### [What is needed]
Every entry needs to appear again exactly as written below.

[Referring expression pointing data]
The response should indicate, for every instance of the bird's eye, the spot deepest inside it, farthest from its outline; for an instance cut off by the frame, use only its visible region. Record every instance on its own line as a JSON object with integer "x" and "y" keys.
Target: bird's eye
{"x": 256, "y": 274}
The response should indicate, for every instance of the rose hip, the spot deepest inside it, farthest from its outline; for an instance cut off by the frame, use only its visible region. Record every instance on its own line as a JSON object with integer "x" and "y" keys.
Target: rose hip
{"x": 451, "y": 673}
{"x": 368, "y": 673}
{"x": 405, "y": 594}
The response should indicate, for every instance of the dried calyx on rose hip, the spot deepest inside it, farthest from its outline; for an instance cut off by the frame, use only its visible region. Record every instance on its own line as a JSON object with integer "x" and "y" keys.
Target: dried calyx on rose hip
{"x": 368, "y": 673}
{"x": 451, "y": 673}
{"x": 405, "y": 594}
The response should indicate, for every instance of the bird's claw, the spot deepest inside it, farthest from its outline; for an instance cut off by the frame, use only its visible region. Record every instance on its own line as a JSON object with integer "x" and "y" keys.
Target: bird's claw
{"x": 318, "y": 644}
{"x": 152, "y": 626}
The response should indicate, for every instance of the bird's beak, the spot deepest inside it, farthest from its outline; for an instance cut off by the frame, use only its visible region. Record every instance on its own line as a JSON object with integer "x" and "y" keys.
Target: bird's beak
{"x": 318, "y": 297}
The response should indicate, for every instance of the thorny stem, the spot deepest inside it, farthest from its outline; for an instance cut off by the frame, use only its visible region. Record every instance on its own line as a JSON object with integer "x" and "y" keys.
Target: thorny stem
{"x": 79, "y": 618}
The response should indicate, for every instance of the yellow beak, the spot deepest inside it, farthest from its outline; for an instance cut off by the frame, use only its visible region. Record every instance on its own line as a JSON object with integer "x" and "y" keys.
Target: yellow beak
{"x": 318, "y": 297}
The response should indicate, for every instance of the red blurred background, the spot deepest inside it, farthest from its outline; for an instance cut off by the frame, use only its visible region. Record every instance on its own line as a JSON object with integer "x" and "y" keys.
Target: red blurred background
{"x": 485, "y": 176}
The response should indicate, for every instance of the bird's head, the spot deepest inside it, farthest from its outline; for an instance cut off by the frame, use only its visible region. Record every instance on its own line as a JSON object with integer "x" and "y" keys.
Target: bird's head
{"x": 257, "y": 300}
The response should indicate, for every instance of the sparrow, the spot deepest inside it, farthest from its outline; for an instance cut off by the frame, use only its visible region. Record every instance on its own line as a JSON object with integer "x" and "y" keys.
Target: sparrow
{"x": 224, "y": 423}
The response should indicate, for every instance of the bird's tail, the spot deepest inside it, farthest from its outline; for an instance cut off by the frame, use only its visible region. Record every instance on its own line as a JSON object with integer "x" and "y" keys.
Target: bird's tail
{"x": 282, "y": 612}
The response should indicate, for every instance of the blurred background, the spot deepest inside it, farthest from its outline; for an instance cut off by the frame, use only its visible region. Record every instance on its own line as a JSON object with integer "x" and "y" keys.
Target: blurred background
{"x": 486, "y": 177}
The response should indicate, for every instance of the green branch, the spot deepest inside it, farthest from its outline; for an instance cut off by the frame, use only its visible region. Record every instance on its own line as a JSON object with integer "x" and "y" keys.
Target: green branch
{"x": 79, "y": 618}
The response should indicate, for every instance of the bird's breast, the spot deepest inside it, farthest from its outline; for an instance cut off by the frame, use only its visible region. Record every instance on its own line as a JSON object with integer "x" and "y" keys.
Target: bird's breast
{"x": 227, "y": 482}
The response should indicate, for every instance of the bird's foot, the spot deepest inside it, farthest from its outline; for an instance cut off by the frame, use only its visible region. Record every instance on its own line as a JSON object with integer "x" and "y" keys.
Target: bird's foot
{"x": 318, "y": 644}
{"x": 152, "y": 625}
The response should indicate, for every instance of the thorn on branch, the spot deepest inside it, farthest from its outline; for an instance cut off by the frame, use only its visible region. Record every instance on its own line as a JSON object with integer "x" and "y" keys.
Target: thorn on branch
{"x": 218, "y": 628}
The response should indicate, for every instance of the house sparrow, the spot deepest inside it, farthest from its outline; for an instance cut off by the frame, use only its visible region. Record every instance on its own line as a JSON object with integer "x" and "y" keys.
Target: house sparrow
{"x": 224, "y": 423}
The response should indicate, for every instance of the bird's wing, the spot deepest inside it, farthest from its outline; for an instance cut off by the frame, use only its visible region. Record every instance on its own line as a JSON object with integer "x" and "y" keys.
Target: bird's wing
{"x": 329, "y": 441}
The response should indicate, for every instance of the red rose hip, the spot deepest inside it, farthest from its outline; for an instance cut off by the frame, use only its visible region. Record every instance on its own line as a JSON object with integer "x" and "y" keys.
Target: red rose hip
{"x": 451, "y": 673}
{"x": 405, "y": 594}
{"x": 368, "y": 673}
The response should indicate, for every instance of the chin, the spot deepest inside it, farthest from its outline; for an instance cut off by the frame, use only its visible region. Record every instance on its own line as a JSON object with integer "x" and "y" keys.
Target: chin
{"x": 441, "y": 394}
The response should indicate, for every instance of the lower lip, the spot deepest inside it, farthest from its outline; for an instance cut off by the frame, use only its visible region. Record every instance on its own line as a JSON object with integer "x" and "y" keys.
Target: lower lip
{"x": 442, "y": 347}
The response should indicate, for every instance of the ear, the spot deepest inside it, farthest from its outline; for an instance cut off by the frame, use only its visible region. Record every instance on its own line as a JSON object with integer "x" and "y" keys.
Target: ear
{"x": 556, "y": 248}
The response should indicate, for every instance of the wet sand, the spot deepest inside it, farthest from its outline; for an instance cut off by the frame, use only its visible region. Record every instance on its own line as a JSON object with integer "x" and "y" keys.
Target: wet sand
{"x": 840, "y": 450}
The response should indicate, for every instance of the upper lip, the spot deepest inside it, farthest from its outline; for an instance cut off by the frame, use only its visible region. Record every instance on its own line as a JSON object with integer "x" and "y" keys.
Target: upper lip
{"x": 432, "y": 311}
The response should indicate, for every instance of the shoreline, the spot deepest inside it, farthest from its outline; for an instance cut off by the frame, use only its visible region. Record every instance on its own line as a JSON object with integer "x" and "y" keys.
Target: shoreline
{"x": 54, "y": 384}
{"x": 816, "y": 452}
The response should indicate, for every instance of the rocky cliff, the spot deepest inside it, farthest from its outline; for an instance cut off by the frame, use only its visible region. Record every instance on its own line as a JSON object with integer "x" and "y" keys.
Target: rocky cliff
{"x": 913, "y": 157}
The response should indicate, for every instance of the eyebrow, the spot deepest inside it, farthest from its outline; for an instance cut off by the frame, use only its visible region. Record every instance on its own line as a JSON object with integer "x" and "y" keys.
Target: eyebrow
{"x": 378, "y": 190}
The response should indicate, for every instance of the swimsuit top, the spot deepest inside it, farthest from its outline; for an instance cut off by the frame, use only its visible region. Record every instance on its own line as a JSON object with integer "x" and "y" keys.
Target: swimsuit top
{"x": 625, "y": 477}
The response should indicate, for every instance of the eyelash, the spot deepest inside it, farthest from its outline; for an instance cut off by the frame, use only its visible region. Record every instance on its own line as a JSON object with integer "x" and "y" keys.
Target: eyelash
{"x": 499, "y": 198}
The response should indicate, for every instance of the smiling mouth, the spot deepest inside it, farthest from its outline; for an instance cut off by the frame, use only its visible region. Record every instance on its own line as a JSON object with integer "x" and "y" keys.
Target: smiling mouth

### [Answer below]
The response should indicate, for every instance of the bird's eye, the spot deepest inside it, farthest from its outline; for an instance cut off by the frame, use only its visible region. Record every instance on its own line as a JSON object with integer "x" and "y" keys.
Target: bird's eye
{"x": 256, "y": 274}
The response should indicate, for every instance of the rose hip, the spot deepest inside it, farthest from its outline; for an instance cut off by the frame, use only its visible region. Record every instance on its own line as a JSON object with integer "x" and "y" keys.
Target: rose hip
{"x": 451, "y": 673}
{"x": 368, "y": 673}
{"x": 405, "y": 594}
The response should indicate, for every instance of the dried calyx on rose hip, the spot deepest inside it, farthest from its outline; for an instance cut off by the frame, use only its visible region. Record every instance on its own line as a JSON object with integer "x" and "y" keys.
Target: dried calyx on rose hip
{"x": 368, "y": 673}
{"x": 451, "y": 673}
{"x": 405, "y": 594}
The response should indicate, for every instance of the bird's claw, the spot deepest inside it, farthest from its outline; for an instance cut off by the frame, use only its visible region. Record every instance on its own line as a JSON object with integer "x" and "y" keys.
Target: bird's claw
{"x": 318, "y": 644}
{"x": 152, "y": 626}
The response should indicate, for every instance of the bird's beak, the spot deepest inside it, farthest from its outline; for an instance cut off by the frame, use only its visible region. Record every instance on its own line as a JSON object with integer "x" and "y" keys.
Target: bird's beak
{"x": 318, "y": 297}
The response should indicate, for every instance of the thorny stem, the spot deepest inside it, farthest from its outline; for an instance cut off by the frame, use only its visible region. Record every instance on its own line as a JSON object with integer "x" and "y" keys.
Target: thorny stem
{"x": 79, "y": 618}
The response should indicate, for every instance of the yellow beak, the spot deepest inside it, farthest from its outline; for an instance cut off by the frame, use only its visible region. Record every instance on its own line as a JSON object with integer "x" and "y" keys.
Target: yellow beak
{"x": 318, "y": 297}
The response should indicate, for every instance of the red blurred background, the spot deepest inside it, farthest from its outline; for an instance cut off by the frame, use only its visible region. Record every instance on its own line as a JSON object with integer "x" and "y" keys.
Target: red blurred background
{"x": 485, "y": 176}
The response should indicate, for every instance of the bird's head, the spot deepest inside it, farthest from its outline; for an instance cut off by the frame, use only its visible region. Record every instance on its own line as a JSON object with integer "x" and "y" keys.
Target: bird's head
{"x": 257, "y": 300}
The response should indicate, for every instance of the sparrow, the spot deepest inside it, farthest from its outline; for an instance cut off by the frame, use only its visible region. Record every instance on its own line as a JSON object with integer "x" and "y" keys.
Target: sparrow
{"x": 224, "y": 423}
The response should indicate, for every instance of the bird's tail, the spot deepest inside it, farthest from its outline; for an instance cut off by the frame, use only its visible region. Record every instance on its own line as a JSON object with integer "x" and "y" keys.
Target: bird's tail
{"x": 282, "y": 612}
The response should indicate, for every instance of the blurred background, the spot deepest inside it, farthest from its outline; for an instance cut off by the frame, use only its visible region. Record every instance on its own line as a JSON object with integer "x" and "y" keys.
Target: blurred background
{"x": 486, "y": 177}
The response should indicate, for every instance of the green branch, the spot deepest inside it, farthest from its outline; for an instance cut off by the frame, use only its visible region. Record every instance on its own line as a JSON object with integer "x" and "y" keys.
Target: green branch
{"x": 79, "y": 618}
The response should indicate, for every instance of the bird's breast, the spot deepest inside it, farthest from its outline; for an instance cut off by the frame, use only its visible region. Record every instance on its own line as a JSON object with integer "x" and "y" keys.
Target: bird's breast
{"x": 227, "y": 482}
The response should indicate, for every instance of the bird's foot, the spot deepest inside it, farthest from its outline; for an instance cut off by the frame, use only its visible region. Record every instance on its own line as a JSON object with integer "x" and "y" keys.
Target: bird's foot
{"x": 318, "y": 644}
{"x": 152, "y": 625}
The response should indicate, for every instance of the thorn on branch, the spot deepest inside it, farthest from its outline; for an instance cut off by the frame, use only its visible region. Record every instance on its own line as a JSON object with integer "x" and "y" keys.
Target: thorn on branch
{"x": 218, "y": 628}
The response should indicate, for every instance of the house sparrow, the spot deepest inside it, farthest from its outline; for an instance cut off by the frame, use only its visible region. Record every instance on its own line as a JSON object with integer "x" and "y" keys.
Target: house sparrow
{"x": 224, "y": 423}
The response should indicate, for every instance of the bird's wing, the spot deepest inside it, farthest from its outline; for an instance cut off by the frame, use only its visible region. Record every instance on its own line as a JSON object with integer "x" and "y" keys.
Target: bird's wing
{"x": 329, "y": 441}
The response should indicate, for every instance of the red rose hip, the spot deepest inside it, farthest from its outline; for an instance cut off by the frame, use only its visible region. Record every instance on its own line as a JSON object with integer "x" and "y" keys.
Target: red rose hip
{"x": 451, "y": 673}
{"x": 405, "y": 594}
{"x": 368, "y": 673}
The response should indicate, for every instance of the chin, the spot deepest inside it, farthest from its outline; for an instance cut off by the frame, use only its visible region. Record every instance on its own line as a JSON object with integer "x" and "y" keys.
Target: chin
{"x": 441, "y": 394}
The response should indicate, for every instance of the lower lip, the spot deepest inside it, farthest from its outline; for an instance cut off by the frame, use only its visible region. Record every instance on its own line as a JSON object with integer "x" and "y" keys.
Target: lower lip
{"x": 442, "y": 347}
The response should indicate, for every instance of the ear, the spot deepest inside it, farthest from its outline; for an instance cut off by the frame, use only its visible region. Record every instance on its own line as a JSON object with integer "x" and "y" keys.
Target: ear
{"x": 556, "y": 248}
The response should indicate, for every instance of the wet sand, the spot deepest inside it, farthest from its outline; for an instance cut off by the frame, use only its visible region. Record every instance on its own line as a JSON object with integer "x" and "y" keys.
Target: wet sand
{"x": 840, "y": 450}
The response should indicate, for every instance of the upper lip, the spot deepest inside it, farthest from its outline; for an instance cut off by the frame, use only its visible region. Record every instance on its own line as a JSON object with integer "x" and "y" keys.
Target: upper lip
{"x": 432, "y": 311}
The response should indicate, for every instance of the shoreline, the spot deepest inside it, farthest from its outline; for an instance cut off by the frame, use only its visible region. Record every instance on its own line as a JSON object with integer "x" and "y" keys.
Target: shoreline
{"x": 54, "y": 384}
{"x": 816, "y": 452}
The response should indicate, for every instance of the rocky cliff, the spot deepest inside it, farthest from its outline; for an instance cut off by the frame, use only its visible region. Record every instance on its own line as a JSON object with integer "x" and "y" keys.
Target: rocky cliff
{"x": 913, "y": 157}
The response should indicate, for every instance of the eyebrow, the spot deepest inside it, farthest from its outline; for an instance cut off by the frame, use only its visible region. Record every instance on its own line as a JSON object with integer "x" and "y" keys.
Target: eyebrow
{"x": 378, "y": 190}
The response should indicate, for every instance of the swimsuit top, the spot deepest inside it, farthest from its outline; for an instance cut off by the frame, use only its visible region. Record every instance on its own line as a JSON object with integer "x" and "y" keys.
Target: swimsuit top
{"x": 625, "y": 477}
The response should indicate, for every instance of the eyelash, the spot deepest inside it, farthest from its outline; for an instance cut off by the frame, use only its visible region. Record every instance on its own line as a JSON object with integer "x" and "y" keys.
Target: eyelash
{"x": 499, "y": 198}
The response should indicate, for every instance of the smiling mouth, the spot deepest inside it, farthest from its outline; for an instance cut off by the frame, use only its visible region. Record every instance on its own line as a JSON object with integer "x" and "y" keys.
Target: smiling mouth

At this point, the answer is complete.